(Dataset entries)

----------------------------------------

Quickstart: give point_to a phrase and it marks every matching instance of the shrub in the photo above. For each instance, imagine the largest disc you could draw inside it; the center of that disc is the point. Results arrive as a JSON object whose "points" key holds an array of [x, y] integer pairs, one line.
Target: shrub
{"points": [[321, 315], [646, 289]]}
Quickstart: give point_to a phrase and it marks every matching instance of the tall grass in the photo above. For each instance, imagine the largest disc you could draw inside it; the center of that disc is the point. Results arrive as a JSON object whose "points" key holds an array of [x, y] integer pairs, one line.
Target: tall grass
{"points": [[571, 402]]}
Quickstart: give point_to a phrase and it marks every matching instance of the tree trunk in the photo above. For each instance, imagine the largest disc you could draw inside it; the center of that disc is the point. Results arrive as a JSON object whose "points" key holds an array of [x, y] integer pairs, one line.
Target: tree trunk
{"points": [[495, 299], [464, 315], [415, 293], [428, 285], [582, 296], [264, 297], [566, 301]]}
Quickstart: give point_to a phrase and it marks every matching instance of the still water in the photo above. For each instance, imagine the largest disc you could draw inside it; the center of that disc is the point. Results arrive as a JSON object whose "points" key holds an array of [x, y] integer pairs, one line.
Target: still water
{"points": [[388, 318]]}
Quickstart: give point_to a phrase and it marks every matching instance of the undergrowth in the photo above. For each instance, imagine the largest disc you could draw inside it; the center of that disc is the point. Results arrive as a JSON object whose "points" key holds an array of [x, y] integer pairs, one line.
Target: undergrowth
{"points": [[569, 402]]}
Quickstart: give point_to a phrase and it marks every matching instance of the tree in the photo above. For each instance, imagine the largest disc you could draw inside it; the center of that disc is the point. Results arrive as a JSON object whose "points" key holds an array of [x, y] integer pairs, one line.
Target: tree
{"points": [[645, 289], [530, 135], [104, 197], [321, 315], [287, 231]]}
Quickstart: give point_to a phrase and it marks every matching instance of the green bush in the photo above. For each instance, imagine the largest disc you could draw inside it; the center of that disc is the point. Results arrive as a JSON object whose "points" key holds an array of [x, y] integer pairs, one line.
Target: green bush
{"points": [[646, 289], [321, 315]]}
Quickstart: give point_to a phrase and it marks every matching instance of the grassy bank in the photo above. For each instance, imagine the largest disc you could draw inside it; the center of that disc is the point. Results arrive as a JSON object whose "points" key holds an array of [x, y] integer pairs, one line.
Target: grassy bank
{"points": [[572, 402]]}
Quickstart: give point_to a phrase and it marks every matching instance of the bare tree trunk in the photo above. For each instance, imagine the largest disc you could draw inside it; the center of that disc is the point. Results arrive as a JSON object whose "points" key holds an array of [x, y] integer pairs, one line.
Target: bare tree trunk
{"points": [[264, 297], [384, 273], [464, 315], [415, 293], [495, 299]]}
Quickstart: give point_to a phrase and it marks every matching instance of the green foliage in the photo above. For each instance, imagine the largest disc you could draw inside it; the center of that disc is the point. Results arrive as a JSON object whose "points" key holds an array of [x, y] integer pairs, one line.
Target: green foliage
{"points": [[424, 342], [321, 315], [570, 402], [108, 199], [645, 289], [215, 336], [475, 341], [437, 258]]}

----------------------------------------

*Work instructions:* Each entry is to be returned in full, character for character.

*The answer:*
Quickstart: give point_to a phrase and it marks every matching instance of the shrub in the photo above. For each instance, imagine the largest disc you could draw inside it; the center of that disc is the point. Results arrive as a JSON object whose "points" key holds an array of [x, y] integer pairs, one line.
Target: shrub
{"points": [[321, 315], [646, 289]]}
Quickstart: give point_to a phrase and it marks every matching instance of the tall grass in the photo above. For each instance, imagine the largest disc you could draw inside it; the center of that disc is the point. Results arrive as a JSON object whose "points" key holds an array of [x, y] integer pairs, one line.
Target: tall grass
{"points": [[571, 402]]}
Quickstart: give point_to a phrase and it marks every matching instance of the tree trunk in the photo above. For each instance, imagine the largest disc you could draw inside it; the center of that disc is the point. Results arrive as a JSON object whose "points" key holds an array of [x, y] integer pairs, one line.
Target: tree trunk
{"points": [[495, 299], [464, 315], [415, 293], [428, 285], [582, 296], [264, 297], [566, 301]]}
Quickstart: give point_to a phrase and it marks every matching instance of the still water in the photo above. For each instance, imagine the largest disc you could draw inside it; the center of that disc is the point. Results arrive as a JSON object whose "points" key holds an array of [x, y] integer pairs, one line.
Target: still water
{"points": [[388, 318]]}
Quickstart: give point_to a phrase and it marks every matching instance of the undergrowth in the photo above. For each instance, imagine the largest disc you could draw inside it; the center of that disc is the point. Results arrive as a JSON object whose "points" key holds an array of [x, y] integer pairs, one line.
Target: undergrowth
{"points": [[569, 402]]}
Quickstart: give point_to a phrase and it marks every matching instance of the tree in the photo above. For each instance, imagine the largest disc you could draw inside it; the center of that disc is the point. Results arrive as a JSON object whose "points" key holds an array of [x, y] integer pairs, one line.
Target: tree
{"points": [[645, 289], [530, 135], [104, 197], [321, 315], [287, 231]]}
Quickstart: give point_to a phrase and it marks every matching instance of the green bush in the photo above. For each instance, imagine the largest disc you could draw inside it; the center of that disc is the point. Results arrive as a JSON object whose "points" key holds an array of [x, y] integer pairs, one line.
Target: green bush
{"points": [[646, 289], [321, 315]]}
Quickstart: give point_to a phrase and it marks every matching instance of the grassy bank in the photo above. For each instance, imagine the largest disc you could draw inside it; the center of that disc is the point. Results arrive as a JSON object whose "points" key holds an array of [x, y] integer pairs, one line.
Target: grassy bank
{"points": [[572, 402]]}
Quickstart: give point_to a phrase and it marks every matching instance of the bare tree trunk in the photo above. For each instance, imagine the largest disc you could draw inside it; the center of that disc is the point. Results arrive as a JSON object whose "points" key holds an array of [x, y] integer pairs, one line.
Target: bare tree trunk
{"points": [[264, 297], [384, 273], [464, 315], [415, 293], [495, 299]]}
Quickstart: give point_to a phrase and it marks every matching instance of the green foliage in the photo above. For each instance, imagine the largest disc you could draw inside it; the center of that disc is the point. Results arrive as a JSON object whose "points" key holds an array of [x, y] integer pairs, one line.
Target: green foliage
{"points": [[424, 342], [321, 315], [570, 402], [108, 199], [645, 289], [215, 336], [475, 341], [437, 258]]}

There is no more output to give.